— BEGIN Exercise materials —

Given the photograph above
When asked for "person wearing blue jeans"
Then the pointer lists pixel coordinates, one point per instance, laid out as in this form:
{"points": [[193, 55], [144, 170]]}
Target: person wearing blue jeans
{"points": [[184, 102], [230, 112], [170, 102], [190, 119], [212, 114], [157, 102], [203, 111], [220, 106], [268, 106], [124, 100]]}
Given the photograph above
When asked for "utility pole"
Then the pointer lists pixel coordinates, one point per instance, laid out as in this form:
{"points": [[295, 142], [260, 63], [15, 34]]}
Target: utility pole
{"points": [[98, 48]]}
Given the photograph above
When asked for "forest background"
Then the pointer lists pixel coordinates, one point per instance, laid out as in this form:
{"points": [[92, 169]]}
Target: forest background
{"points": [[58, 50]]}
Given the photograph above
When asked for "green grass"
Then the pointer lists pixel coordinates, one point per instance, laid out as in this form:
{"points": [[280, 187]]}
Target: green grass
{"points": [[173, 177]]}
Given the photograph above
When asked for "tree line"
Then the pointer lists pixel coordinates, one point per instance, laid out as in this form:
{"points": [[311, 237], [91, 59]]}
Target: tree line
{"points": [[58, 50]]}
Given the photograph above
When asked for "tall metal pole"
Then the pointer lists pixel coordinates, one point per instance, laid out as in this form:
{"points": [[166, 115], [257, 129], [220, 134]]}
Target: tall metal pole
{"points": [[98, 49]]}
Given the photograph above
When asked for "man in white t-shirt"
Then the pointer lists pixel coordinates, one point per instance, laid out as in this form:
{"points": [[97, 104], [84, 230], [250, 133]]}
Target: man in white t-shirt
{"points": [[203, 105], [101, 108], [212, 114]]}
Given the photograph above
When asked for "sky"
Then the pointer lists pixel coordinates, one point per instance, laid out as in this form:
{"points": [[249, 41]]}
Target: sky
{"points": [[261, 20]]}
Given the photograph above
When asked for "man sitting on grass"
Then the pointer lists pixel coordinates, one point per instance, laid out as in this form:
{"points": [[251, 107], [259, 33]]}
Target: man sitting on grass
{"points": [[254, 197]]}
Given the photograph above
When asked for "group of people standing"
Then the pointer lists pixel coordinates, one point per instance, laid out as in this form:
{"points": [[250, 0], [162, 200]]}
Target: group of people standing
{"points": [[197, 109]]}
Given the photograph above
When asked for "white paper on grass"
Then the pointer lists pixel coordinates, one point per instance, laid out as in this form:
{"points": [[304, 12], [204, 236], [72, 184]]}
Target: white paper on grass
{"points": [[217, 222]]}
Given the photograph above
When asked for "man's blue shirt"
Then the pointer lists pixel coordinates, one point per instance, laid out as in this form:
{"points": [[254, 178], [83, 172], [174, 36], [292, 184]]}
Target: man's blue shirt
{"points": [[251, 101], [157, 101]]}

— END Exercise materials —

# Your goal:
Return the material exactly as it stands.

# Reply:
Given the photograph above
When asked for "person wearing blue jeans"
Then the pointer lists pixel coordinates, one point per instance, laid out as in this form:
{"points": [[193, 55], [144, 170]]}
Target: person wearing blue jeans
{"points": [[184, 102], [230, 112], [170, 102], [190, 119], [212, 114], [157, 102], [203, 111], [220, 106], [268, 106], [124, 100]]}
Given the photograph above
When asked for "utility pole"
Then the pointer lists pixel coordinates, one point per instance, laid out as in this form:
{"points": [[295, 142], [260, 63], [15, 34]]}
Target: utility pole
{"points": [[98, 48]]}
Given the photograph above
When asked for "forest background"
Then the pointer lists pixel coordinates, one point per instance, laid out as in this form:
{"points": [[92, 169]]}
Target: forest background
{"points": [[58, 50]]}
Given the photograph above
When asked for "green grass"
Then the pointer lists pixel coordinates, one point per instance, laid out as in this form:
{"points": [[280, 187]]}
Target: green grass
{"points": [[173, 177]]}
Given the photograph above
When asked for "tree line"
Then the pointer lists pixel coordinates, one point per instance, laid out as in this form:
{"points": [[311, 237], [91, 59]]}
Target: tree line
{"points": [[58, 50]]}
Given the photograph above
When asked for "tall metal pole"
Then the pointer lists pixel coordinates, one point per instance, laid out as in this form:
{"points": [[166, 115], [257, 129], [220, 134]]}
Target: tall metal pole
{"points": [[98, 49]]}
Given the photograph above
When asked for "man in white t-shirt"
Then the pointer lists pixel coordinates, one point per instance, laid out as in this form:
{"points": [[97, 104], [84, 230], [250, 133]]}
Target: man in white t-shirt
{"points": [[203, 105], [101, 108], [212, 114]]}
Given the photograph above
When asked for "sky"
Then the pointer lists pixel coordinates, one point per instance, laid out as in this form:
{"points": [[249, 41]]}
Target: sky
{"points": [[261, 20]]}
Given the photograph above
When asked for "man sitting on grass"
Then the pointer lists pixel coordinates, one point per instance, laid out as in this form:
{"points": [[251, 107], [259, 33]]}
Target: man sitting on grass
{"points": [[254, 197]]}
Given the photograph above
When asked for "group of people standing"
Then the pointer lists pixel coordinates, one point per instance, laid out as in this form:
{"points": [[250, 0], [162, 200]]}
Target: group of people standing
{"points": [[197, 109]]}
Given the photograph above
When asked for "white paper on grass"
Then the pointer lists pixel coordinates, one point per instance, laid out as in this form:
{"points": [[304, 12], [204, 236], [72, 184]]}
Target: white paper on grass
{"points": [[217, 222]]}
Given the photograph above
When asked for "man's blue shirt"
Then the pointer lists pixel coordinates, one point per instance, laid out as in this form:
{"points": [[254, 178], [83, 172], [174, 36], [292, 184]]}
Target: man's blue shirt
{"points": [[251, 101], [157, 101]]}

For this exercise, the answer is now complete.